◆ TASK GOAL
Rewrite every one of the records below, replacing "draw a bounding box around" with "mark a box around" and keeping everything else unchanged. Omit the pictures from your answer.

Box annotations for photos
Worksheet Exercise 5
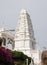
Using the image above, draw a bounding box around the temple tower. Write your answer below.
[14,9,36,56]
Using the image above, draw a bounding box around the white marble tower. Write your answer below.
[14,9,36,57]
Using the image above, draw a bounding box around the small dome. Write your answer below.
[20,9,27,14]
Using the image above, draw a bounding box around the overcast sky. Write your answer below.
[0,0,47,49]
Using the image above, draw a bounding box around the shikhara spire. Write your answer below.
[14,9,36,56]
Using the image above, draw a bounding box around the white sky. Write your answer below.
[0,0,47,49]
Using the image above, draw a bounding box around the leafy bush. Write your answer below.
[0,47,13,65]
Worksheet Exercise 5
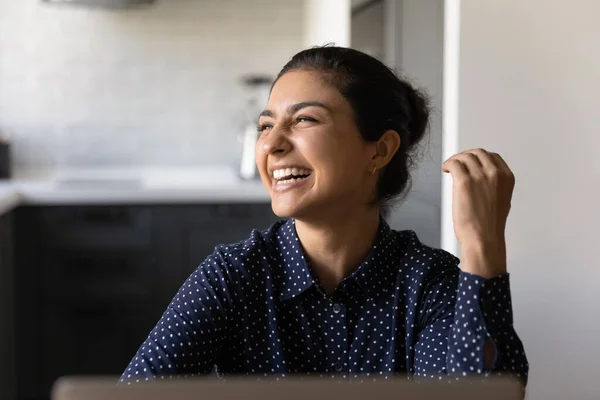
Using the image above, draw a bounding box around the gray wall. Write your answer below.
[459,0,600,400]
[0,0,302,166]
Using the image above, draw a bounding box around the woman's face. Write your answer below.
[256,71,377,218]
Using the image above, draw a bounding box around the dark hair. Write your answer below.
[275,46,429,206]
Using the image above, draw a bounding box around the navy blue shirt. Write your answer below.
[121,219,528,383]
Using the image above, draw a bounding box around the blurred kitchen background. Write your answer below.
[0,0,600,400]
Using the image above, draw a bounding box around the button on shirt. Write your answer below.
[121,219,528,383]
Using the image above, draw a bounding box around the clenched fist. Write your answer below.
[442,149,515,278]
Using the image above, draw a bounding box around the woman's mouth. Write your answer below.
[273,167,312,192]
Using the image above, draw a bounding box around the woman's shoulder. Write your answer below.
[393,230,460,284]
[199,220,286,271]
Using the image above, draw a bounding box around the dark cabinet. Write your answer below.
[0,213,16,399]
[14,204,277,400]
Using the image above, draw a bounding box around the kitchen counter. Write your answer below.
[0,166,269,214]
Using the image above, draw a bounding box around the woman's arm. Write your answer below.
[121,250,233,383]
[414,267,529,383]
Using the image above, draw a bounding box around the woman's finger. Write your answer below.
[456,152,483,178]
[467,149,498,172]
[442,156,469,182]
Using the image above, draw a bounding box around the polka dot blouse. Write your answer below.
[121,219,528,383]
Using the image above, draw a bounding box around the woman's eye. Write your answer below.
[256,124,273,132]
[296,116,317,122]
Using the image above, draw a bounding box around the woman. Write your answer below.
[122,47,528,382]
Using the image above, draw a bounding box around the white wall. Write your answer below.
[0,0,303,166]
[459,0,600,399]
[302,0,352,48]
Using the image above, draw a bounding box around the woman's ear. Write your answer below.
[372,129,400,169]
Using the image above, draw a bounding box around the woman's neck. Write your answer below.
[296,207,379,293]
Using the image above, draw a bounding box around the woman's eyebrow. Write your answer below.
[287,101,330,114]
[259,101,331,118]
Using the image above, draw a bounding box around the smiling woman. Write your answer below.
[122,47,528,383]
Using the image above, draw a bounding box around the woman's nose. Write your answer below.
[262,128,291,154]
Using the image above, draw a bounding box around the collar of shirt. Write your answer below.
[276,217,404,300]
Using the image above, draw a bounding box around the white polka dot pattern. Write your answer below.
[121,219,528,383]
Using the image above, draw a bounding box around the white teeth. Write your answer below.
[273,167,310,182]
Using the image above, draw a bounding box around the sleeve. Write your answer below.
[120,249,234,384]
[414,267,529,384]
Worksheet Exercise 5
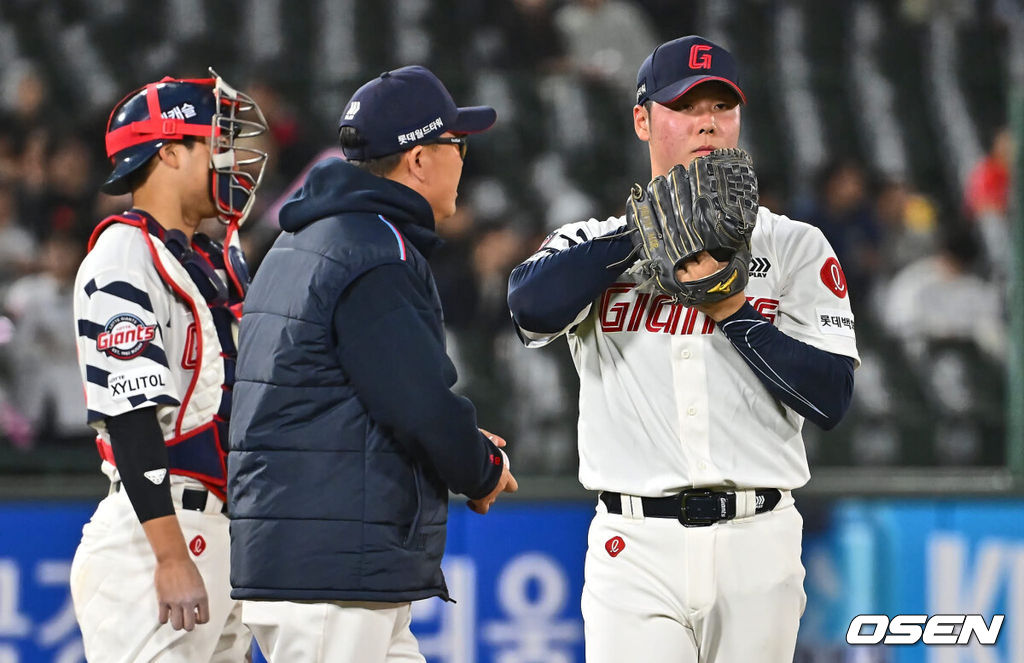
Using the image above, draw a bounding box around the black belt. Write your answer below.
[114,482,227,513]
[601,488,782,527]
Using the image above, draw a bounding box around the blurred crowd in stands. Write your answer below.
[0,0,1012,474]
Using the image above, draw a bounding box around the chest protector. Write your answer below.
[89,211,249,499]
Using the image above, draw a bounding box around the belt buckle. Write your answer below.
[679,489,722,527]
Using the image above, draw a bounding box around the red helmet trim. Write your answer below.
[105,77,220,157]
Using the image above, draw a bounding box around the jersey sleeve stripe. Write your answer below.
[141,343,170,367]
[78,320,103,340]
[99,281,153,313]
[85,366,111,388]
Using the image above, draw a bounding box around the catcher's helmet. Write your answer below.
[101,69,266,224]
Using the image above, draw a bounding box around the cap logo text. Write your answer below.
[398,118,444,146]
[689,44,711,69]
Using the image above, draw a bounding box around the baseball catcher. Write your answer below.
[626,149,758,306]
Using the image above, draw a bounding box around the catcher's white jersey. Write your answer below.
[75,223,224,480]
[520,207,860,497]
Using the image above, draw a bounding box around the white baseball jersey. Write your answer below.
[75,223,224,481]
[70,215,251,663]
[520,207,860,497]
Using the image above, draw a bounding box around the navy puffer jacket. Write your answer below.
[227,159,503,602]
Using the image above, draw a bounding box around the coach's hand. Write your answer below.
[466,428,519,515]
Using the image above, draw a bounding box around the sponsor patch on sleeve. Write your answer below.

◆ ANSWER BELOW
Worksheet Exercise 5
Using the image above, mark a box around the temple tower. Write your answer below.
[14,9,36,56]
Using the image above, mark a box around the white marble tower. Write your answer below.
[14,9,36,57]
Using the image above, mark a box around the small dome. Write your answer below.
[20,9,27,14]
Using the image above, mark a box around the overcast sky. Write your answer below.
[0,0,47,49]
Using the image above, mark a box around the shikhara spire. Write your answer below.
[14,9,36,56]
Using the image above, mark a box around the white sky. Write your answer below.
[0,0,47,49]
Using the image above, mark a box around the leafy bush. Write your answer below.
[0,47,13,65]
Worksheet Exercise 5
Using the image above, mark a box around the gray wall. Write your answer below.
[459,0,600,400]
[0,0,302,166]
Using the image above, mark a box around the woman's face. Write your answer below.
[256,71,377,218]
Using the image above, mark a box around the dark hair. Write your answer below.
[275,46,429,206]
Using the image above, mark a box around the navy blue shirt. Write your answer below.
[121,219,528,383]
Using the image above, mark a box around the blurred kitchen background. Write your answer below.
[0,0,600,400]
Using the image above, mark a box around the button on shirt. Write your answer below.
[121,219,528,383]
Using the image above, mark a box around the clenched fist. Write your answer below.
[442,149,515,278]
Using the image above, mark a box around the woman's mouth. Write your answer below.
[273,167,312,192]
Using the image above, mark a box around the woman's shoulder. Write your answer below.
[393,230,460,284]
[199,220,286,271]
Using the image above, mark a box around the dark cabinet. Write your answer below.
[0,213,16,399]
[14,204,277,400]
Using the image above, mark a box around the kitchen counter. Write your answer below.
[0,166,269,214]
Using the image above, mark a box around the woman's arm. Write your answer below.
[121,250,233,383]
[414,267,529,383]
Using the image above, mark a box around the woman's finger. Write your answer below.
[456,152,483,178]
[467,149,498,172]
[442,156,469,182]
Using the image above, mark a box around the polka dot blouse. Write your answer below.
[121,219,528,383]
Using the image above, mark a box around the woman's eye. Write your answer below.
[256,124,273,132]
[296,116,317,122]
Using the image above, mark a box around the woman. Write your answer below.
[122,47,528,382]
Using the image above, mark a box around the white wall. Write your answer below.
[0,0,303,166]
[459,0,600,399]
[302,0,352,48]
Using the image above, mark a box around the woman's ear. Write your answer below.
[372,129,400,169]
Using the image above, mark a box around the woman's neck. Write your answer below.
[296,207,379,293]
Using the image above, mark a box around the woman's eyebrow. Write your answer below.
[287,101,330,114]
[259,101,331,118]
Using the image above, mark a box around the smiling woman. Write your answer below.
[122,47,528,383]
Using the image above, mark a box around the woman's nose. Write your answer below.
[262,128,291,154]
Using the image above, mark a box around the collar of shirt. Write your answer below.
[276,217,404,300]
Using the image above, mark a box around the white polka dot pattern. Write your answer below.
[121,219,528,383]
Using the image above, mark a box around the white teeth. Write your answer below.
[273,167,310,182]
Using the image above, mark a box around the sleeve. Write your answer below.
[120,249,234,384]
[414,267,529,384]
Worksheet Exercise 5
Using the image above, mark a box around the black belt. Write your answer below.
[114,482,227,513]
[601,488,782,527]
Using the image above, mark a box around the blurred crowd in stands. Write your answer below.
[0,0,1012,474]
Using the image above, mark a box around the chest protector. Write your answer below.
[89,211,249,499]
Using the image above, mark a box around the belt buckle. Write your answer below.
[679,489,722,527]
Using the image above, mark a box around the red helmet trim. Write your answer below.
[105,77,220,157]
Using the image above, mark a box around the jersey sleeve stripe. Write your answer below.
[141,343,170,367]
[78,320,103,340]
[99,281,153,313]
[85,366,111,388]
Using the image above, mark a box around the catcher's helmet. Write your answer below.
[101,69,266,224]
Using the image above, mark a box around the cap logo text. Write your answer below.
[398,118,444,146]
[689,44,711,69]
Using the image above, mark a box around the baseball catcher. Write your answer below.
[626,149,758,306]
Using the image above, mark a box around the catcher's white jersey. Write your answer below.
[75,223,224,480]
[520,207,860,497]
Using the image above, mark a box around the white baseball jersey. Write your answer below.
[75,223,224,481]
[70,215,251,663]
[520,207,860,497]
Using the image above, mark a box around the navy puffer jacket. Write your answer below.
[227,159,503,602]
Using the image above, mark a box around the coach's hand. Write your answer below.
[466,428,519,515]
Using the image above, mark a box around the sponsor patch on sleeve. Write your answer below.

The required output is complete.